# Task
Below is a listing; restate from it, character for character, the lines beginning at the line holding "Query: road" and ending at the line holding "Every instance of the stadium", both included.

# Provided entries

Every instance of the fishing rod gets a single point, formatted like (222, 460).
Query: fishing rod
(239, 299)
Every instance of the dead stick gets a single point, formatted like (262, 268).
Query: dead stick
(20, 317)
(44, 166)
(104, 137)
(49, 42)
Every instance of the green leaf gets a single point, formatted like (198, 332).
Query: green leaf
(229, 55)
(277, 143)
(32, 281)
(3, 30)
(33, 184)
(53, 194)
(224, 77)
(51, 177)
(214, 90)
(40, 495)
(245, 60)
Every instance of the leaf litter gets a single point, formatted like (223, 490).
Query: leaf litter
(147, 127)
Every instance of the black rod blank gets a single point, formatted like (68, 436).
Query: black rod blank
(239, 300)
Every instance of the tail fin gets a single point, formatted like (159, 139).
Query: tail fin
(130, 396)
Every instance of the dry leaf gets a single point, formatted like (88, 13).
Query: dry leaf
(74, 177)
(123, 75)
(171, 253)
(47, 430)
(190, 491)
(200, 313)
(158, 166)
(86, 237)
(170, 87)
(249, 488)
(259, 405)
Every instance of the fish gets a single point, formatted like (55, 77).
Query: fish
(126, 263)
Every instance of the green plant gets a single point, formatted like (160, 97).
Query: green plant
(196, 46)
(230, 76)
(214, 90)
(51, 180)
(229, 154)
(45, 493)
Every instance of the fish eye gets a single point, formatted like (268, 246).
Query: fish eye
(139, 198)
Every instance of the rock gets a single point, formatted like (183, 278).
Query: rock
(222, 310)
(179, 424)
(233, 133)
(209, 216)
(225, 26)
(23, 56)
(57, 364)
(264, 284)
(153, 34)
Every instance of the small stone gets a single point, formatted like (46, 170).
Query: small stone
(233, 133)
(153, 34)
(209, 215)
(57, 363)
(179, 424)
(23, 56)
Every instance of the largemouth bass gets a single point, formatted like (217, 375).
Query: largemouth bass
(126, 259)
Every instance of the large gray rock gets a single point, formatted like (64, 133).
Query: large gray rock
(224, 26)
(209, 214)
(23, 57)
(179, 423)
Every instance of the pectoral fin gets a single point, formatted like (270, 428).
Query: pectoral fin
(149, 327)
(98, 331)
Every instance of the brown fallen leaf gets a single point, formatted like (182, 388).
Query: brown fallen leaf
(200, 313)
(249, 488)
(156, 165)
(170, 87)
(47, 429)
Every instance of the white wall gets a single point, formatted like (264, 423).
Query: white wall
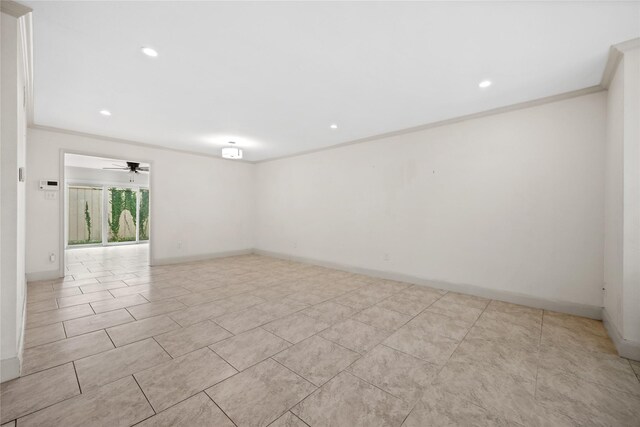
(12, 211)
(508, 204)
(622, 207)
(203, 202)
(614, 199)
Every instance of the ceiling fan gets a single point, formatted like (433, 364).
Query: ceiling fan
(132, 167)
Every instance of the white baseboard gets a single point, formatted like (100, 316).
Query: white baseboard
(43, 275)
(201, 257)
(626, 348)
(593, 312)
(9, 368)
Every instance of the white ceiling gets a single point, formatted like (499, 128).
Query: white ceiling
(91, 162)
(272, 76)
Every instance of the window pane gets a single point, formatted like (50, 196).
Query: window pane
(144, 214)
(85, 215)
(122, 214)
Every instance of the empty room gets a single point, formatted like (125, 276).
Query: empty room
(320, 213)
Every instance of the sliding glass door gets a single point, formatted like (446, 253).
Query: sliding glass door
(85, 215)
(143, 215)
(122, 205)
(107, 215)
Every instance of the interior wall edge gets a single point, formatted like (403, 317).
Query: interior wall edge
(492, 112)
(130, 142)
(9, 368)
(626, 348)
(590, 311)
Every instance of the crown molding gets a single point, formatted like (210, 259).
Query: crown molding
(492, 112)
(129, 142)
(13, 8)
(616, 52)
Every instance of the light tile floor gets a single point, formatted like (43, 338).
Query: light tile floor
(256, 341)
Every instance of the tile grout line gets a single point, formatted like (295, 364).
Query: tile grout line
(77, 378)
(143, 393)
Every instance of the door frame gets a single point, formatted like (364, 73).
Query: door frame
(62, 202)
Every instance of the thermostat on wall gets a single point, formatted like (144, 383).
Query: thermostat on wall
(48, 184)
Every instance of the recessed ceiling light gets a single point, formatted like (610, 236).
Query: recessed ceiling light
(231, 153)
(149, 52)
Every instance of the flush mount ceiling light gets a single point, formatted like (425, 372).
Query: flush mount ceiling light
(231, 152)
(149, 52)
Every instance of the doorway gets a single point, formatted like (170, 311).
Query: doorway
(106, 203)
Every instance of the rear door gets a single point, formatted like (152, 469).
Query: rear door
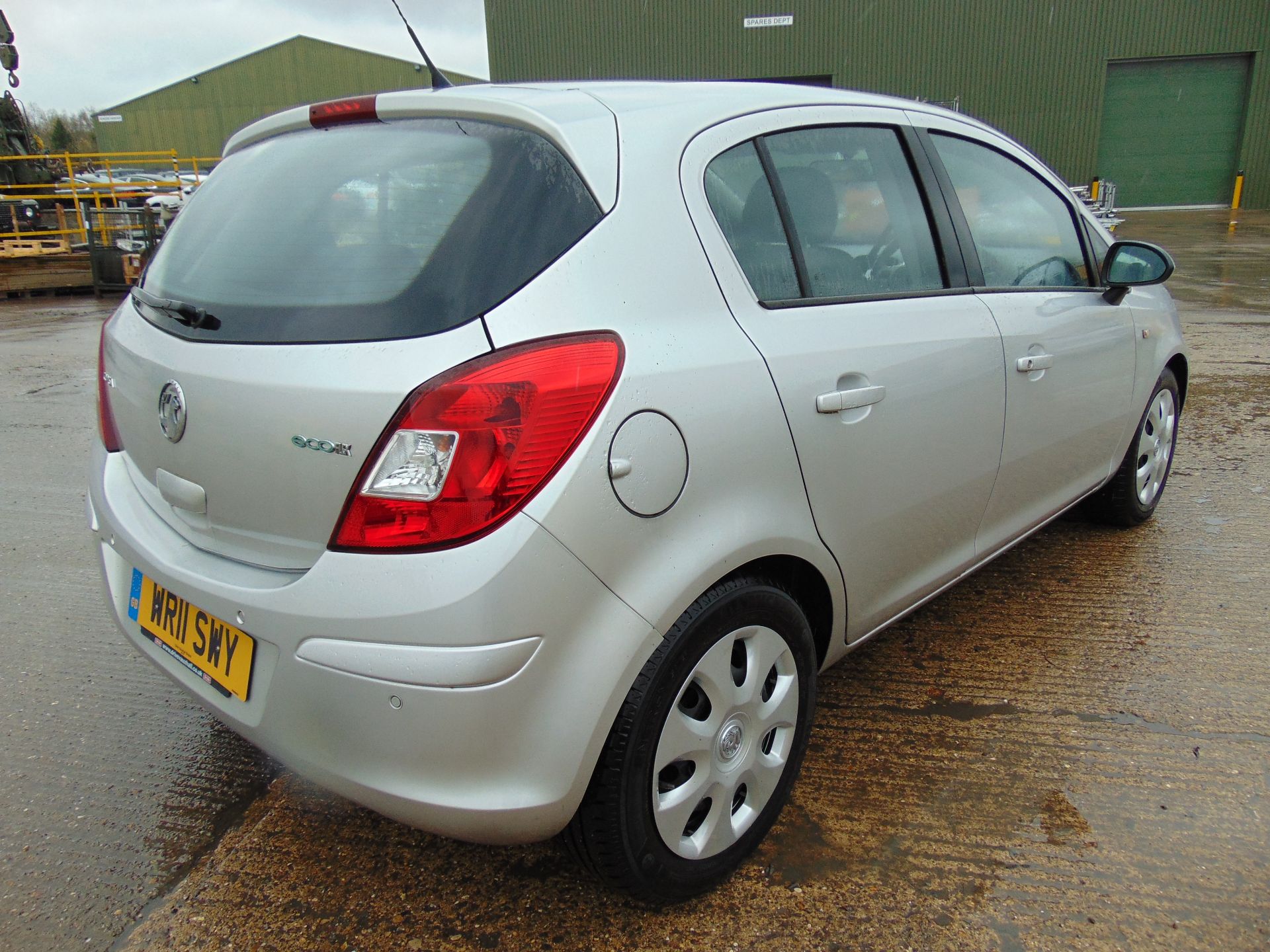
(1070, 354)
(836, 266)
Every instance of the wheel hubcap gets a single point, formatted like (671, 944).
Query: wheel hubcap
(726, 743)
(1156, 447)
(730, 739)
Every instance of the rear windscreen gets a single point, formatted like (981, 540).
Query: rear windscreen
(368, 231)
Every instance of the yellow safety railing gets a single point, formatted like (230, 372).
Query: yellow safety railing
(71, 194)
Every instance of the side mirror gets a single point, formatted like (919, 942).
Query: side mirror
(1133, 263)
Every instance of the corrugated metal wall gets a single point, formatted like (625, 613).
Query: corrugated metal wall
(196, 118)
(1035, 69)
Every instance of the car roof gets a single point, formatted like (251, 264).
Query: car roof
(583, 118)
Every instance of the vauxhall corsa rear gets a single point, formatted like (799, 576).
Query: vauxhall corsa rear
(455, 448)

--

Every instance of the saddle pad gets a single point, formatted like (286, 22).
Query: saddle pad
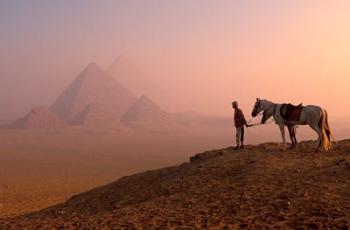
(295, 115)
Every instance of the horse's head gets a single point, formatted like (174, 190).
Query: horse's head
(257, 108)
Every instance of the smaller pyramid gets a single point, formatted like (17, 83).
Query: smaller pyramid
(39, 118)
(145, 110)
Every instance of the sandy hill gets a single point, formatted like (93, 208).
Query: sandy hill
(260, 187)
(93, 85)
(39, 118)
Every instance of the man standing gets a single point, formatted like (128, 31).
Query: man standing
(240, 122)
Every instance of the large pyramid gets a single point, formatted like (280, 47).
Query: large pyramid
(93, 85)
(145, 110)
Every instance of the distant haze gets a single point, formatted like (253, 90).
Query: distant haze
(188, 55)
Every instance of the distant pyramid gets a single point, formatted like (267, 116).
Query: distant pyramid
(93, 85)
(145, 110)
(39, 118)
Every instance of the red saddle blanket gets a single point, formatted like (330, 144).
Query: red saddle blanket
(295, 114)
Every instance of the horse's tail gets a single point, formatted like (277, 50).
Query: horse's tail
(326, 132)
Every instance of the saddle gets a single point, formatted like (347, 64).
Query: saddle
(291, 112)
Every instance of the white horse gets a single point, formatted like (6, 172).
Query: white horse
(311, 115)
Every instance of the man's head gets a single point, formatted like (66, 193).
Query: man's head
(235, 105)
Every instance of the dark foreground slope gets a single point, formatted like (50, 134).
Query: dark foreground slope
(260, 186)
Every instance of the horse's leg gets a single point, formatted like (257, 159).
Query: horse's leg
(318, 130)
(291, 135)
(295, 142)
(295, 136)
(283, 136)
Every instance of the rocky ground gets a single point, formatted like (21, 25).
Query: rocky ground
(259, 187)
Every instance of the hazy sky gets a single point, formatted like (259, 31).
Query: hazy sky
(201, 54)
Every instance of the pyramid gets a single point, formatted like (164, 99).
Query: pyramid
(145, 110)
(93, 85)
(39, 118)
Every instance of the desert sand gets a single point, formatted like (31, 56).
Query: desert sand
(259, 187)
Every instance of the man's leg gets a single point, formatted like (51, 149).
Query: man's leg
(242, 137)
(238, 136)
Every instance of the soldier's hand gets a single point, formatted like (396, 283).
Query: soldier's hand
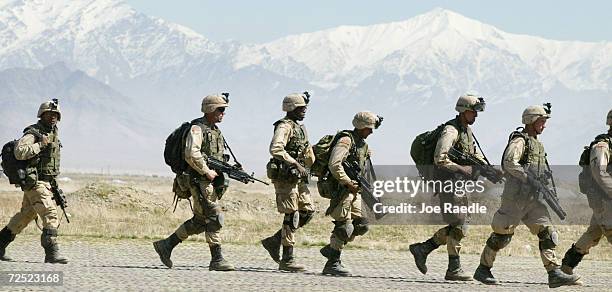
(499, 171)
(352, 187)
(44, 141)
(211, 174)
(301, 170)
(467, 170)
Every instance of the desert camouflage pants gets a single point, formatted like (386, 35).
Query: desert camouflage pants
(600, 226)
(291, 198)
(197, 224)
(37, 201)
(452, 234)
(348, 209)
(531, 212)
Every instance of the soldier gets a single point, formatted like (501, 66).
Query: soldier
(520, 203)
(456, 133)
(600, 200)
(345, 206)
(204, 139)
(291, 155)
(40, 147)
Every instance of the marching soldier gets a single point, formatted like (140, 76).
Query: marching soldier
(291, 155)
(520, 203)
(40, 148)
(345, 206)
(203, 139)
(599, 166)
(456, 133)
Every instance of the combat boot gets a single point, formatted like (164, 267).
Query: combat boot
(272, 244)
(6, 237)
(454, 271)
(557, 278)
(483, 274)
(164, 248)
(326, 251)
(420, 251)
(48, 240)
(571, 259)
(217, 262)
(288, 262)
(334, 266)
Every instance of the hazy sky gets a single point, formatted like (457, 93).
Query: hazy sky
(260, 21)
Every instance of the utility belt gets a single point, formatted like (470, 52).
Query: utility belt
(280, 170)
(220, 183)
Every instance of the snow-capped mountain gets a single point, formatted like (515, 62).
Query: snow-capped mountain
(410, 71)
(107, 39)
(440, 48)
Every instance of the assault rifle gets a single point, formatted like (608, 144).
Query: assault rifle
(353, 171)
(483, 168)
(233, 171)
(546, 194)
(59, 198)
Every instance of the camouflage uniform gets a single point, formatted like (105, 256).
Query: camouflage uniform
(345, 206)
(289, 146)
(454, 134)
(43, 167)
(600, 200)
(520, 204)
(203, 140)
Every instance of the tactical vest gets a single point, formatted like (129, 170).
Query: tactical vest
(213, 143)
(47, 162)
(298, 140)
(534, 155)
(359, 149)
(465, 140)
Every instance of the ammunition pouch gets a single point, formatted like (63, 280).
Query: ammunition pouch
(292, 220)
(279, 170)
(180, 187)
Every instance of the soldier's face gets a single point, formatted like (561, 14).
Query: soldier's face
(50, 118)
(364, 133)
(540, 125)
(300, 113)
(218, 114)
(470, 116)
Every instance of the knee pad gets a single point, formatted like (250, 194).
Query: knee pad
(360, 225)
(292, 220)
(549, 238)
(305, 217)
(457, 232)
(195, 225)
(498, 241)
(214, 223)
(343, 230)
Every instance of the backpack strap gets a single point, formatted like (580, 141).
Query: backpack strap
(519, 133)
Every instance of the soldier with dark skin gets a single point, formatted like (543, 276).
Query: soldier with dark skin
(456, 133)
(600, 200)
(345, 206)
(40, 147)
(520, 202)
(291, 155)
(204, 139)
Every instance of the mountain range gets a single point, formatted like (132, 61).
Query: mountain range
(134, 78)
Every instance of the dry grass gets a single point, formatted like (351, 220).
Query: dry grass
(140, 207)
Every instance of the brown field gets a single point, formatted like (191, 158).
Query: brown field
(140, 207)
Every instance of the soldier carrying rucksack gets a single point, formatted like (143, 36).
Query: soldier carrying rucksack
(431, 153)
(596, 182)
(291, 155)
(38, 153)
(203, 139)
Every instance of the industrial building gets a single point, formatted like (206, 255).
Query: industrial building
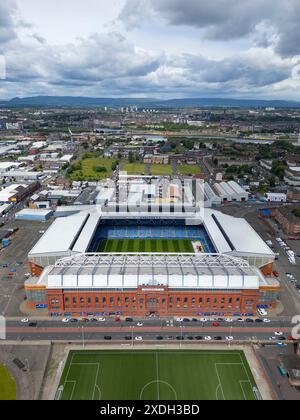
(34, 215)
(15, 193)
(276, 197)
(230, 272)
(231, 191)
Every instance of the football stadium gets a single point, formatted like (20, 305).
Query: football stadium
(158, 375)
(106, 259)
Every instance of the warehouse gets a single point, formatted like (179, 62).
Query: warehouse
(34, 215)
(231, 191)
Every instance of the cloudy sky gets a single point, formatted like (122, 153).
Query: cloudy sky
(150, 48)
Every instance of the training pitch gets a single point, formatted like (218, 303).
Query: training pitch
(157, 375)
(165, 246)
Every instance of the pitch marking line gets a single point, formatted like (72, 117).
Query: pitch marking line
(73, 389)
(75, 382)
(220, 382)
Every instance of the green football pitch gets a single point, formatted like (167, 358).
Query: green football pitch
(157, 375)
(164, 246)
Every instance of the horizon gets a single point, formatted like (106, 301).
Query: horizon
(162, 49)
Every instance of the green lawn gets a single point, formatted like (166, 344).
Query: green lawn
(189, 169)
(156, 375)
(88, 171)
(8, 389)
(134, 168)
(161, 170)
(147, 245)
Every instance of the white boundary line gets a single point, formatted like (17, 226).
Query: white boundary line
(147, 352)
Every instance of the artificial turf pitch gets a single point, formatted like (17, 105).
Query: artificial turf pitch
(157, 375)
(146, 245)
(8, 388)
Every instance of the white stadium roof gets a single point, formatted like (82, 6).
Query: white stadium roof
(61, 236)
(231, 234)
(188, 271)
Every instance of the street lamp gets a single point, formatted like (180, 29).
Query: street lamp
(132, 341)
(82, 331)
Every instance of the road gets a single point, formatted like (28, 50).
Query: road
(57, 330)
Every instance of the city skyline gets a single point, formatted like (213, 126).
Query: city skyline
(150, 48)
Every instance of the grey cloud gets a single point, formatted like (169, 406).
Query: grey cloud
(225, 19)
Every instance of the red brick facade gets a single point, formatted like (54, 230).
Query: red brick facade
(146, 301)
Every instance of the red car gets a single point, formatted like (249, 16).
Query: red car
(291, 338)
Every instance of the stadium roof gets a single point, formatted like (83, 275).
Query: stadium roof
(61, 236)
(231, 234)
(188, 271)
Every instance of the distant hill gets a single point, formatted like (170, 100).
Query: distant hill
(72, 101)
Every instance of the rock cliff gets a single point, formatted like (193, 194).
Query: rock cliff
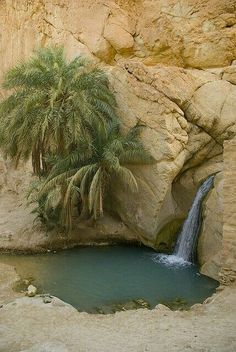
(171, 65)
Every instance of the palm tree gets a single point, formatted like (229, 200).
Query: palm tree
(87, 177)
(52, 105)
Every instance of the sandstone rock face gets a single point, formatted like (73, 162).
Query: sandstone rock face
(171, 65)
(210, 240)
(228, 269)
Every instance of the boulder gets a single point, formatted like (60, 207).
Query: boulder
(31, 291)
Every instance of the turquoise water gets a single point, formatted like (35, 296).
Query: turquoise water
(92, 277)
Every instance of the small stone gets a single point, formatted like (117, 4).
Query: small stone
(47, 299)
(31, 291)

# Written answer
Query: road
(57, 330)
Every instance of the city skyline gets a single point, formatted like (213, 126).
Query: city skyline
(150, 48)
Every instance of the grey cloud gets a single point, formatted like (169, 406).
Query: grey cloud
(225, 19)
Every instance of the red brick facade gets a single point, formatted like (54, 230).
Query: red brick facade
(146, 301)
Every instance of the red car gets a single point, formatted like (249, 16).
Query: red car
(291, 338)
Every instance of the stadium roof gets a single point, formatted like (83, 275).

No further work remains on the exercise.